Start of RECORD EXCERPTS

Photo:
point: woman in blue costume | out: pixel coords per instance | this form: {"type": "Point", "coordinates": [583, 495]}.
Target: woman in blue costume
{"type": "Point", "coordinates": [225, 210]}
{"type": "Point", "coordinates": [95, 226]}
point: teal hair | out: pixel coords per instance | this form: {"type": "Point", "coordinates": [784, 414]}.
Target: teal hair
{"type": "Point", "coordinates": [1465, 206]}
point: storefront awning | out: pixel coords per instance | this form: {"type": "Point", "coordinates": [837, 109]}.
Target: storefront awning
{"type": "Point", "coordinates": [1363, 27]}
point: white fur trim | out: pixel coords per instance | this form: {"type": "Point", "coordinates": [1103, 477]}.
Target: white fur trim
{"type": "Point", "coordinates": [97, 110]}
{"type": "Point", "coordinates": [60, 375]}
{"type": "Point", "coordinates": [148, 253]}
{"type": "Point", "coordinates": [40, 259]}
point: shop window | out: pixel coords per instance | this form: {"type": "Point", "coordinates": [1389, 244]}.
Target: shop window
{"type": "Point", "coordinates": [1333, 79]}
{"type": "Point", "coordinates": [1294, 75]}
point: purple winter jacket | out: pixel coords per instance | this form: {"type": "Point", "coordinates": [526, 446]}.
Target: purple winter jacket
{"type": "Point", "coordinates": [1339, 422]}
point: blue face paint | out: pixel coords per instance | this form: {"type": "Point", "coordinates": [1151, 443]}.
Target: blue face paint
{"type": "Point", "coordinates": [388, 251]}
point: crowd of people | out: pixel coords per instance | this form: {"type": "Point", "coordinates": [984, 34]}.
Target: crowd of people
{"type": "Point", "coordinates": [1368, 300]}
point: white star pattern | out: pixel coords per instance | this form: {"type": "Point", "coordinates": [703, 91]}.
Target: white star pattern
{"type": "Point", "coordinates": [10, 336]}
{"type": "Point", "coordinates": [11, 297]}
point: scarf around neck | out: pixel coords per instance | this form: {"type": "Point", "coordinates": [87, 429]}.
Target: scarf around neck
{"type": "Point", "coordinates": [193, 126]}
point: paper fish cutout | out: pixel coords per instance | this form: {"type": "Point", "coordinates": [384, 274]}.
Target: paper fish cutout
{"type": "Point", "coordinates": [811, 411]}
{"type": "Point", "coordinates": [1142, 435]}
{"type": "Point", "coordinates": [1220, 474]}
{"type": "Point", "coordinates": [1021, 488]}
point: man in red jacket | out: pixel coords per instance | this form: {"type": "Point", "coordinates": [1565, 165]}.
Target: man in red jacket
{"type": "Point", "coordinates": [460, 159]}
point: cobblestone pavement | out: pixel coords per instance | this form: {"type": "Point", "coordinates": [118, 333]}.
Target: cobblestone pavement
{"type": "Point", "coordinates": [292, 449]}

End of RECORD EXCERPTS

### GOAL OF THE EXERCISE
Each record above is to be reproduced word for word.

### ANSWER BOX
Photo:
point: woman in blue costume | out: pixel coords per instance | this form: {"type": "Point", "coordinates": [583, 495]}.
Target: woman in blue costume
{"type": "Point", "coordinates": [225, 210]}
{"type": "Point", "coordinates": [95, 226]}
point: teal hair | out: pixel coords per instance | this form: {"type": "Point", "coordinates": [784, 414]}.
Target: teal hair
{"type": "Point", "coordinates": [1465, 206]}
point: storefront awning | out: pixel coords per instance | this form: {"type": "Point", "coordinates": [837, 109]}.
Target: storefront awning
{"type": "Point", "coordinates": [1363, 27]}
point: white fur trim | out: pixel coords per instance | this form: {"type": "Point", "coordinates": [1103, 477]}.
Target: white fur trim
{"type": "Point", "coordinates": [97, 110]}
{"type": "Point", "coordinates": [60, 375]}
{"type": "Point", "coordinates": [148, 253]}
{"type": "Point", "coordinates": [40, 259]}
point: shop window | out: pixel coords per instance | this form: {"type": "Point", "coordinates": [1389, 244]}.
Target: shop window
{"type": "Point", "coordinates": [1333, 79]}
{"type": "Point", "coordinates": [1294, 75]}
point: purple winter jacket | out: pixel coords per instance | this form: {"type": "Point", "coordinates": [526, 446]}.
Target: purple winter jacket
{"type": "Point", "coordinates": [1339, 422]}
point: blue face paint | out: pixel coords per instance | this form: {"type": "Point", "coordinates": [1151, 443]}.
Target: blue face paint
{"type": "Point", "coordinates": [388, 251]}
point: crowd of people | out: pixel coords per instance | this form: {"type": "Point", "coordinates": [984, 34]}.
Target: crowd of people
{"type": "Point", "coordinates": [1368, 300]}
point: white star pattern | out: pixel coords per instance | this form: {"type": "Point", "coordinates": [703, 91]}.
Target: white star pattern
{"type": "Point", "coordinates": [10, 336]}
{"type": "Point", "coordinates": [11, 297]}
point: scarf around neck | out: pixel coords per instance | this form: {"type": "Point", "coordinates": [87, 429]}.
Target: scarf around neck
{"type": "Point", "coordinates": [193, 126]}
point: paper fish cutout | out: pixel coords per instance | this form: {"type": "Point", "coordinates": [384, 274]}.
Target: paper fish cutout
{"type": "Point", "coordinates": [811, 411]}
{"type": "Point", "coordinates": [1142, 435]}
{"type": "Point", "coordinates": [1220, 474]}
{"type": "Point", "coordinates": [1021, 488]}
point: man in red jacket | out: pixel coords per instance | this form: {"type": "Point", "coordinates": [1565, 165]}.
Target: man in red jacket
{"type": "Point", "coordinates": [460, 159]}
point: cobblestone pavement | out: pixel coords per instance | this form: {"type": "Point", "coordinates": [118, 333]}.
Target: cobblestone pavement
{"type": "Point", "coordinates": [292, 449]}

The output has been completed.